- _TEXT SECTION_:
++++++++++

Twenty-five years ago, the world was shaken by the harrowing image of Palestinian child Mohammed al-Durrah sheltering behind his father beside a concrete barrel in a narrow Gaza Street. A television camera captured his desperate pleas under a hail of bullets before he was killed in his father’s arms on September 30, 2000. His image became a global symbol of the crimes of the usurping entity and an icon of the suffering of Palestinian children, despite its attempts to deny responsibility.
Today, a quarter of a century later, the scene is repeating itself in even more brutal ways. Since October 7, 2023, the Gaza Strip has endured a war internationally described as genocide. Relentless bombing by the usurping entity has reduced residential neighborhoods to rubble and left tens of thousands dead, including more than 20,000 children, according to human rights organizations. Save the Children reports that at least one child is killed every hour in Gaza, while UNICEF has called the enclave “a graveyard for children.” These staggering figures reveal a systematic policy against civilians and recall the moment of Mohammed al-Durrah, as if his image lives on in every Palestinian child killed under the bombardment.
The assault is not limited to bombs; it extends to starvation and siege. Since the start of the war, more than two million people have been deprived of food, water, and medicine. United Nations agencies warn of imminent famine affecting hundreds of thousands, with children facing death from hunger and disease. Systematic attacks on hospitals and medical teams have pushed Gaza’s health system to the brink of total collapse, with most facilities destroyed or barely functioning.
Meanwhile, in the West Bank, settler violence and military raids intensify in parallel with the war on Gaza. Human rights reports document hundreds of attacks that have killed and injured scores of Palestinians and forced entire communities into displacement, amid mass arrests of thousands, including women and children—a policy of collective punishment.
These ongoing crimes bring back the image of Mohammed al-Durrah as a mirror of today’s bloody reality. The blood of children in Gaza and the West Bank cries out to the world to break the wall of silence and end the aggression and genocide. Mohammed al-Durrah—and every child who has died under bombardment—remains a witness to an unending tragedy and a symbol of a promise that will not fade: justice will come, no matter how long it takes.

++++++++++

- _PROVIDED DATA_:
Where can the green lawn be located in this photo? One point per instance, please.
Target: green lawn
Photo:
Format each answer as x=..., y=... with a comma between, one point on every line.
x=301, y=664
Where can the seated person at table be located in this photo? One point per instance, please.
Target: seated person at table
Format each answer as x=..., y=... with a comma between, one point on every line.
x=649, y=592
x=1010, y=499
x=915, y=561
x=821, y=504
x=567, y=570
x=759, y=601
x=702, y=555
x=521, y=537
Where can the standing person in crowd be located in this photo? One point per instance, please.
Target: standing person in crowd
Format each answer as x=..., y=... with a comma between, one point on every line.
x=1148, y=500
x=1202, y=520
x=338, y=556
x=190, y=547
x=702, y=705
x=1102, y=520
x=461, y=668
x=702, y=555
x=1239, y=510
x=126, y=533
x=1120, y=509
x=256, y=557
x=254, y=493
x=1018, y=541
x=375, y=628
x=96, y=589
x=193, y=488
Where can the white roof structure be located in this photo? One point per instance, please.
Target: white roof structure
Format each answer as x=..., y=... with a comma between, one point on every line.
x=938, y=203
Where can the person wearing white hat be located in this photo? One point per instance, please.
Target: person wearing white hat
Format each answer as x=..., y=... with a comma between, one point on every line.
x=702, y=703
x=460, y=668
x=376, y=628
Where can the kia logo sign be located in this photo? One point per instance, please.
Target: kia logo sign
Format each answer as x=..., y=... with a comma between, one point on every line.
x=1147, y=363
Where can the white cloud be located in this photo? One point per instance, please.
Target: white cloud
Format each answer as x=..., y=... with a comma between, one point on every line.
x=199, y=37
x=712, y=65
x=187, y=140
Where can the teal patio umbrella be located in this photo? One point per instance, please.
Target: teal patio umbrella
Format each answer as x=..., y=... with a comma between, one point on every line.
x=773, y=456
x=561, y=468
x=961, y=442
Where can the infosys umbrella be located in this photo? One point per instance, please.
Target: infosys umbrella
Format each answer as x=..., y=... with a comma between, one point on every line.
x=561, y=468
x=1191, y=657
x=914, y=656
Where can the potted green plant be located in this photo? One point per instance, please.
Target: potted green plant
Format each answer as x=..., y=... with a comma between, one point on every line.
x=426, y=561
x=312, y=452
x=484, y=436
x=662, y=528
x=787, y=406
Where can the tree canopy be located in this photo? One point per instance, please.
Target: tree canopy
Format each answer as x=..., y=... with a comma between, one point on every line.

++++++++++

- _AIM OF THE EXERCISE_:
In the text on Mohammed al-Durrah, what have more than two million people been deprived of since the start of the war?

- _SOLUTION TO THE EXERCISE_:
Food, water, and medicine.